» **PROVIDED DATA**

========

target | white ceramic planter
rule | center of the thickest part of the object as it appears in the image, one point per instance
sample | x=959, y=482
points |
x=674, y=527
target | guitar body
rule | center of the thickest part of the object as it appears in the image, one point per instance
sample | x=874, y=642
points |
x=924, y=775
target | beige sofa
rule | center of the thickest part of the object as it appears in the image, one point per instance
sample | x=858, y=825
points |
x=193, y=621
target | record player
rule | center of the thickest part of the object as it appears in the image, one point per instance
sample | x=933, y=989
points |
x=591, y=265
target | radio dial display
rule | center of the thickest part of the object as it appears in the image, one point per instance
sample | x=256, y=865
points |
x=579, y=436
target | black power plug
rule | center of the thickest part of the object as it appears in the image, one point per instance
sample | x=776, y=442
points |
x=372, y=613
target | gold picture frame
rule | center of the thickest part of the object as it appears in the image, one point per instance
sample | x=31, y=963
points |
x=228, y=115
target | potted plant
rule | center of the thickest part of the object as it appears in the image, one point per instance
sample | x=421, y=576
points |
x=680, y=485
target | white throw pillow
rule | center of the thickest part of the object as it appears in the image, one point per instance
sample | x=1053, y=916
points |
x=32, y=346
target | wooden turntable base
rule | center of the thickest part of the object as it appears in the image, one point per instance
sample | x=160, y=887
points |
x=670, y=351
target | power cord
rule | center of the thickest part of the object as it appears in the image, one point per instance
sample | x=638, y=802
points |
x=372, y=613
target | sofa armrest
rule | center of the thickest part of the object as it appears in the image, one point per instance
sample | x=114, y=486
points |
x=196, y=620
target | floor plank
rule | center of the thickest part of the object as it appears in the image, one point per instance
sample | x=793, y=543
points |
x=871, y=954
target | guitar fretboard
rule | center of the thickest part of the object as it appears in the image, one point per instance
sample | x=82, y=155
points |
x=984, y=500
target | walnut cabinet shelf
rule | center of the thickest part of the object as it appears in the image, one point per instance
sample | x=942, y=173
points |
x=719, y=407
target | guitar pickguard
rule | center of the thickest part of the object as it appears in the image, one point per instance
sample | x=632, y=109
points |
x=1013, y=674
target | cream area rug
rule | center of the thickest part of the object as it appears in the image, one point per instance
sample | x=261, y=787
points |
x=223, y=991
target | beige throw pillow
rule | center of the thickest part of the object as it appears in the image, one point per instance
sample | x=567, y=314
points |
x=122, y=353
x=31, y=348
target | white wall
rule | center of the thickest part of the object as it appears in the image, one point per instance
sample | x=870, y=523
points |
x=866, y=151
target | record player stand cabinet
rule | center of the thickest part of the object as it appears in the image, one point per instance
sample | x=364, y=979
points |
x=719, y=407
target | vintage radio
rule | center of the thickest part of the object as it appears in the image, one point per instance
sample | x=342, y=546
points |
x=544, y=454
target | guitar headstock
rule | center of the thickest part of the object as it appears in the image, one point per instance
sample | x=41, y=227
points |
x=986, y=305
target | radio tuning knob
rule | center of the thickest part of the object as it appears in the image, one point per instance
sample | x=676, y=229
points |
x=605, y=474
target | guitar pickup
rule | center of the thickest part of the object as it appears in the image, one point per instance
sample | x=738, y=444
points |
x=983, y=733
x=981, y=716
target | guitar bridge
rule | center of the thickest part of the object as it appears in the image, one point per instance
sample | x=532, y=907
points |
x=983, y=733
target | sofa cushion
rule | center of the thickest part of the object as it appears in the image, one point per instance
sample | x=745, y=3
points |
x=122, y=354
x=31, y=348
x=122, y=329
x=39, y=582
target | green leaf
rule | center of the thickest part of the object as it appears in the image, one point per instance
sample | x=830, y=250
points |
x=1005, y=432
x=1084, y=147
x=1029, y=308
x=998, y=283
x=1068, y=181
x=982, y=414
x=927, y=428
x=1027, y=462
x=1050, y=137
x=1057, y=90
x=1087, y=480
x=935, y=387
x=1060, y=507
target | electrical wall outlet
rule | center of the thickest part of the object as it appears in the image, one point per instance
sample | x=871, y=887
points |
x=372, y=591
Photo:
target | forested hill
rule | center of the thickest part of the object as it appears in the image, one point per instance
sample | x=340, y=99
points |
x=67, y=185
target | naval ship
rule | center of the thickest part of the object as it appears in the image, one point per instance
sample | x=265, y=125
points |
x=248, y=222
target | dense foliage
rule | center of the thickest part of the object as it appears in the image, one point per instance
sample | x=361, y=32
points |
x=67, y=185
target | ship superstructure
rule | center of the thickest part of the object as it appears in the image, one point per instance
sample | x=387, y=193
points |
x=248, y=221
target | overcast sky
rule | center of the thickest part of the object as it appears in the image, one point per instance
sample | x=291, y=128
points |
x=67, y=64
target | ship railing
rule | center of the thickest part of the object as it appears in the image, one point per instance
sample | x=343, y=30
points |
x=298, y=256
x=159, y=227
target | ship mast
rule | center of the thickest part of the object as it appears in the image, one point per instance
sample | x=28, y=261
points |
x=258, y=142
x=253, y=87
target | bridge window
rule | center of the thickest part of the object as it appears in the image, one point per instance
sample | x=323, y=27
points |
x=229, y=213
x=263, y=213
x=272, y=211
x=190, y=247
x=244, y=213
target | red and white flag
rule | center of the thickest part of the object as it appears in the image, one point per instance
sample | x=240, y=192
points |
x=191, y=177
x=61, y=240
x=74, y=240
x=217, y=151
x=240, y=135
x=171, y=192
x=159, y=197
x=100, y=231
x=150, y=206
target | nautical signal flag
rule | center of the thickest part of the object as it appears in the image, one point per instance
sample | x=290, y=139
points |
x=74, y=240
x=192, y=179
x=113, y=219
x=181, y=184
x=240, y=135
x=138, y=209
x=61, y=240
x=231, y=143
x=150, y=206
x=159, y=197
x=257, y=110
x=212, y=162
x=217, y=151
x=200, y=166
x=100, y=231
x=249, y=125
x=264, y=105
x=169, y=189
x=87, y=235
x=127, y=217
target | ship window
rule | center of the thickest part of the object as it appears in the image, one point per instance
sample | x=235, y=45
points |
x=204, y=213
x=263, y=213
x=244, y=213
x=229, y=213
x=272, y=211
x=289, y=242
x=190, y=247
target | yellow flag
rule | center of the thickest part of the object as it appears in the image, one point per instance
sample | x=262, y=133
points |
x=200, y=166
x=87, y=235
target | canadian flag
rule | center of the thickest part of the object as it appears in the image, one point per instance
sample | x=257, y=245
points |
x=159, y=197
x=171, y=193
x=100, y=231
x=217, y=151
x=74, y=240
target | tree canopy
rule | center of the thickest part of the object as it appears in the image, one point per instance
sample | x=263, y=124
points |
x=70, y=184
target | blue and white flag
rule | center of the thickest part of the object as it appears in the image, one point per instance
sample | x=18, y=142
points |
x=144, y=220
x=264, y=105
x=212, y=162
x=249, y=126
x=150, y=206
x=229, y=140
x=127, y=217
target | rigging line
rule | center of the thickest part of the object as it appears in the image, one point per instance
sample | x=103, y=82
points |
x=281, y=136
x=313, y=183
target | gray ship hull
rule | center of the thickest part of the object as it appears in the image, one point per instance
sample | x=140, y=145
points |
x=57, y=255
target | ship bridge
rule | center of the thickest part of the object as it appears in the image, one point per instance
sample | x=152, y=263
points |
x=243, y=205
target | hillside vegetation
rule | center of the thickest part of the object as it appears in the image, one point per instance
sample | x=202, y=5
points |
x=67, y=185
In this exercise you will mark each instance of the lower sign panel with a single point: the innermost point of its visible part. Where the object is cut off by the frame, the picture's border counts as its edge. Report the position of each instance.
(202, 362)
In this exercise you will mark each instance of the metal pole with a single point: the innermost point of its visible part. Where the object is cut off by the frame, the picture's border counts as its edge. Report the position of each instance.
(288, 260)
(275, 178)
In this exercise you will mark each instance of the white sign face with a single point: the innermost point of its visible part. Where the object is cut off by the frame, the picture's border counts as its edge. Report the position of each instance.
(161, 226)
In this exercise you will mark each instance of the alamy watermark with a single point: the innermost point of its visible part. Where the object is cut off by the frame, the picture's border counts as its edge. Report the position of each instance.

========

» **AIM OF THE EXERCISE**
Answer with a number alone: how many lines of the listing above include the string "window"?

» **OUTPUT FOR THIS TASK**
2